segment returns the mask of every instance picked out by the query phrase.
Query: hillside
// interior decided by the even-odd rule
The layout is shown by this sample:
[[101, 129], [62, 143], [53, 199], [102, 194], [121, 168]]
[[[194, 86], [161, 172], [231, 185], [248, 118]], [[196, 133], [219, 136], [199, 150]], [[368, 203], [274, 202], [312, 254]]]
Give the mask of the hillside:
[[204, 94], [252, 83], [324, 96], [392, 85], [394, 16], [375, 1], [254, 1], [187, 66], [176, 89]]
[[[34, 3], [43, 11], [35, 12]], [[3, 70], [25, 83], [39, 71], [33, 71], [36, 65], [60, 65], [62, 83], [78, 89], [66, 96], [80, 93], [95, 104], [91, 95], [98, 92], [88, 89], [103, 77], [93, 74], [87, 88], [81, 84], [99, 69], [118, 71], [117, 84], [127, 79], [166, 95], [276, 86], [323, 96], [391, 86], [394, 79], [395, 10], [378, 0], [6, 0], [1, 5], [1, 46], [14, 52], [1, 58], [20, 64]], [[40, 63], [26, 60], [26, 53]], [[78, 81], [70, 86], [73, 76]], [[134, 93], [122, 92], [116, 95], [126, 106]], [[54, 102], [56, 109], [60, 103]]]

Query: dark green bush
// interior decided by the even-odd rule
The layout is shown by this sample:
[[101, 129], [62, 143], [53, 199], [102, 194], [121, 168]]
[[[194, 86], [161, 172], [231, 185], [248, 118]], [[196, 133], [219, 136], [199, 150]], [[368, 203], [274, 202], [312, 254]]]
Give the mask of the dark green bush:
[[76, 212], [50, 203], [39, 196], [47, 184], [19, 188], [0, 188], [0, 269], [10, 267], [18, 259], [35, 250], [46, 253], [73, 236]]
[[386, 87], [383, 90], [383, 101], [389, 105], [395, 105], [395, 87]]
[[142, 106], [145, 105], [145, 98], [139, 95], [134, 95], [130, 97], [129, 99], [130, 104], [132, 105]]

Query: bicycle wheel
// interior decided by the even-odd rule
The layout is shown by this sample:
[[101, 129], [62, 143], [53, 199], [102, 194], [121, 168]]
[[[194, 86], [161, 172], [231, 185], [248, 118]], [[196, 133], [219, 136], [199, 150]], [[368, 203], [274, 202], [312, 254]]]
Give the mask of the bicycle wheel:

──────────────────────────────

**WHAT TO PRODUCE:**
Rewrite the listing above, swapping each "sample" for "example" and leaving every other character unchanged.

**FULL SOLUTION:**
segment returns the mask of every instance picked out by the query phrase.
Query: hillside
// interior decided by the even-odd rule
The layout is shown by this example:
[[101, 129], [62, 143], [53, 199], [102, 194], [121, 168]]
[[[194, 86], [161, 172], [231, 185], [248, 118]], [[196, 133], [219, 136], [199, 150]], [[368, 203], [274, 202], [312, 254]]]
Give the mask of the hillside:
[[204, 94], [252, 83], [324, 96], [392, 85], [394, 16], [375, 1], [254, 1], [187, 66], [176, 89]]
[[[34, 3], [43, 11], [35, 12]], [[3, 70], [25, 83], [39, 71], [33, 71], [36, 65], [60, 65], [62, 83], [78, 89], [66, 96], [80, 93], [95, 104], [91, 95], [98, 92], [88, 89], [103, 77], [93, 74], [87, 88], [81, 84], [99, 69], [118, 71], [117, 84], [127, 79], [166, 95], [276, 86], [323, 96], [391, 86], [394, 79], [395, 10], [378, 0], [6, 0], [1, 5], [1, 46], [14, 52], [1, 58], [20, 64]], [[40, 63], [26, 60], [26, 53]], [[78, 81], [70, 86], [73, 76]], [[134, 93], [122, 92], [116, 95], [126, 106]], [[54, 102], [56, 109], [60, 103]]]

Query: dark green bush
// interior decided by the even-odd rule
The layout is shown by this example:
[[101, 129], [62, 143], [53, 199], [102, 194], [121, 168]]
[[[194, 86], [161, 172], [231, 185], [248, 118]], [[196, 133], [219, 136], [199, 150]], [[368, 203], [274, 202], [312, 254]]]
Give the mask of the dark green bush:
[[76, 212], [50, 203], [39, 196], [47, 184], [19, 188], [0, 188], [0, 269], [10, 267], [18, 259], [35, 250], [46, 253], [73, 236]]
[[386, 87], [383, 90], [383, 101], [389, 105], [395, 105], [395, 87]]
[[142, 106], [145, 105], [145, 98], [139, 95], [134, 95], [130, 97], [129, 99], [130, 104], [132, 105]]

Query: bicycle wheel
// interior decided by the even-odd rule
The layout is shown by this example:
[[101, 129], [62, 143], [53, 199], [102, 194], [121, 168]]
[[[194, 86], [161, 172], [231, 185], [248, 118]], [[196, 133], [219, 136], [199, 150]], [[368, 203], [274, 202], [312, 254]]]
Give the mask of the bicycle wheel:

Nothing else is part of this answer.